[Location annotation dataset excerpts]
═══
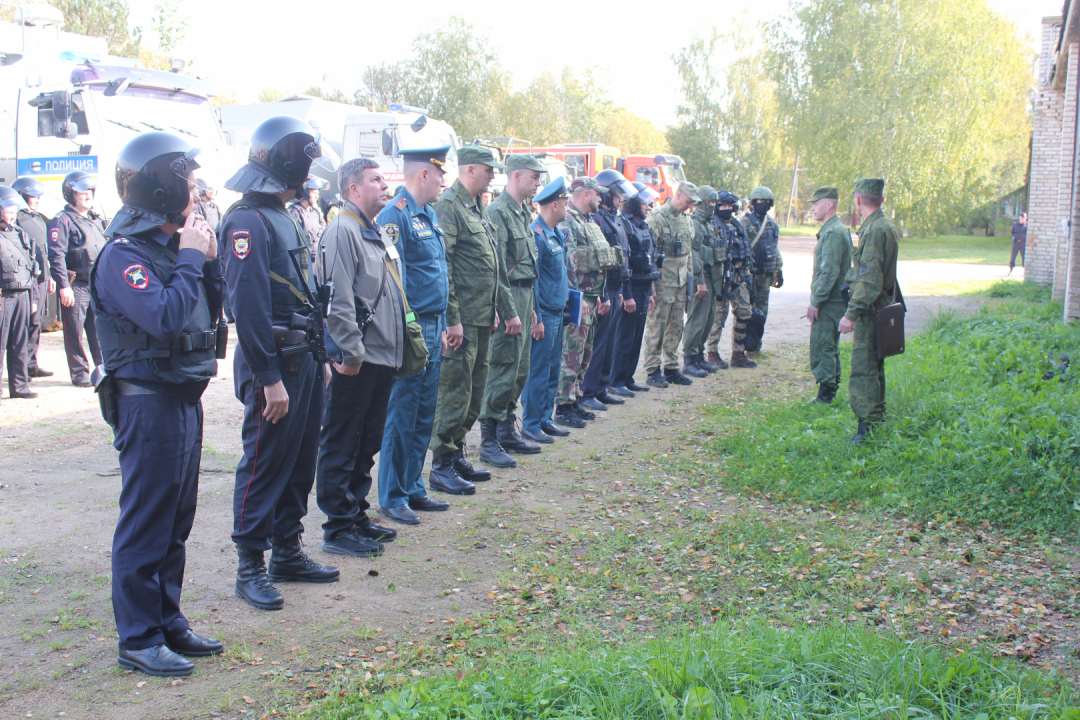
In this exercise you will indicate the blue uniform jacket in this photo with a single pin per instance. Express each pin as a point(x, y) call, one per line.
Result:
point(416, 234)
point(551, 288)
point(160, 310)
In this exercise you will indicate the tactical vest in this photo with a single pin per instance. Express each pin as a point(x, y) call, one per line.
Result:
point(286, 288)
point(188, 357)
point(16, 266)
point(765, 250)
point(80, 259)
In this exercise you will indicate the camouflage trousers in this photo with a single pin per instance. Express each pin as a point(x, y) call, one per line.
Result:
point(509, 361)
point(461, 384)
point(825, 345)
point(700, 315)
point(866, 384)
point(663, 330)
point(577, 353)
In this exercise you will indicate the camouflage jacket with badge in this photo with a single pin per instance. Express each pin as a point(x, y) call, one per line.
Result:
point(873, 276)
point(472, 261)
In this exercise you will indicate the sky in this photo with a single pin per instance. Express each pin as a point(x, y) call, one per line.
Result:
point(280, 46)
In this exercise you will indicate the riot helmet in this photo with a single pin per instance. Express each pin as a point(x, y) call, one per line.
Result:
point(77, 181)
point(612, 179)
point(28, 187)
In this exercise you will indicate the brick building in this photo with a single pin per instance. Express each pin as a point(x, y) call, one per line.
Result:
═══
• THE EXERCISE: Recast everything from the line containing "In this exercise you will indicate the tactical" down to the end of the data as a JSON list of strings, with one string per line and blank lines omitted.

• WORKED SOLUTION:
[
  "In this exercise you will indicate the tactical vest in this photo with a single pin per instance. Express each pin as a point(x, y) call, one per line.",
  "Result:",
  "point(286, 288)",
  "point(188, 357)",
  "point(16, 266)",
  "point(765, 250)",
  "point(80, 259)",
  "In this exercise you will indicate the camouflage trousers in this photo with a single pin per instance. Express each pin as a point(x, y) call, one per line.",
  "Result:",
  "point(509, 361)",
  "point(461, 384)",
  "point(825, 345)",
  "point(700, 315)",
  "point(866, 384)",
  "point(663, 330)",
  "point(577, 353)",
  "In this exercise you will indicate the camouflage jacket with badge in this photo with a single pin per instance. Express each pin as a point(x, y) call, one per line.",
  "Result:",
  "point(873, 276)",
  "point(472, 261)",
  "In this exercise you will indicate the sky in this photo with a single pin per instance. Express each pin as a point(x, y) call, one per line.",
  "Result:",
  "point(280, 46)",
  "In this exercise you will indicate the riot helmet in this photo with a single pin per instance. Express each pin as a point(x, y) call, one per line.",
  "Result:",
  "point(77, 181)",
  "point(612, 179)",
  "point(28, 187)",
  "In this exercise you will indicate the brick building in this photo with a single pin per instance. Express each pin as a point(x, y) call, one per line.",
  "Result:"
]